- [EXERCISE DETAILS]
The records that appear below are to be restated word for word.

- [Referring expression data]
/---
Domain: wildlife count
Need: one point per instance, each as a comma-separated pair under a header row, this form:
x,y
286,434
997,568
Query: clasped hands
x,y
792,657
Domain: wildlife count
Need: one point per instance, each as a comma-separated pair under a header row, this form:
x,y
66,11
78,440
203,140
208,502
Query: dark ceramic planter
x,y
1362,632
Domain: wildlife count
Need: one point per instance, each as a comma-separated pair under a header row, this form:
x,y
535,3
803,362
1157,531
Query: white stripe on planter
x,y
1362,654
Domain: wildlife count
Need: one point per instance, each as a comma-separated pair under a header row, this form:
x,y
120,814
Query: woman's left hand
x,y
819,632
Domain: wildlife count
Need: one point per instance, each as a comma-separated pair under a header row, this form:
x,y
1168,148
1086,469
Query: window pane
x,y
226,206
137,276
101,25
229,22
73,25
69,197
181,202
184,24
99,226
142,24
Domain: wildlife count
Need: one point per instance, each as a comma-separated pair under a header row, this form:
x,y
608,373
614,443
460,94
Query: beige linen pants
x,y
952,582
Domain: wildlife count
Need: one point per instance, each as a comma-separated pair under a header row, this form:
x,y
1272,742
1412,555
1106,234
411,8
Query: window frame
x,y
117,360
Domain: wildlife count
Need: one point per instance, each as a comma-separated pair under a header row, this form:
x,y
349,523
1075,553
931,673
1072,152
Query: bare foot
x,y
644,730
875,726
\---
- [RESPONSE AREA]
Domain: wildlife count
Need: one point per instance, each as a comma-separated pair under a header row, this form:
x,y
286,434
997,568
Query: clasped hands
x,y
792,657
Domain: wildlife count
Need: one point per instance, each as a comma-separated pair under a header row, this form:
x,y
66,11
78,440
203,140
208,502
Query: dark ceramic planter
x,y
1362,632
Domain: wildlife count
Need: one point per instance, each as a comma-separated pair under a header row, this form:
x,y
535,3
803,362
1157,531
Query: white stripe on planter
x,y
1362,654
Domain: wildlife count
Need: one point per instance, each as a comma-separated pair under a header row, this form:
x,y
120,814
Query: woman's left hand
x,y
819,632
Domain: wildlife count
Need: one point per instance, each as a comma-separated pair under a header row, this form:
x,y
1168,148
1086,469
Query: window pane
x,y
226,206
137,276
101,25
229,22
73,25
69,197
181,202
184,24
99,226
142,24
Domain: wildlife count
Need: one point per instance, each as a comma-separated pair under a header row, this form:
x,y
608,373
614,443
460,94
Query: beige linen pants
x,y
952,582
Domain: wildlife count
Need: one point per instance, each as a comma-separated pair under a header row, this form:
x,y
1272,742
1412,555
1106,234
411,8
Query: window frame
x,y
117,360
Domain: wildlife count
Need: one point per instance, each as a comma-separated pair under a header row, this form:
x,y
349,523
1075,553
931,673
1072,152
Query: bare foot
x,y
644,730
875,726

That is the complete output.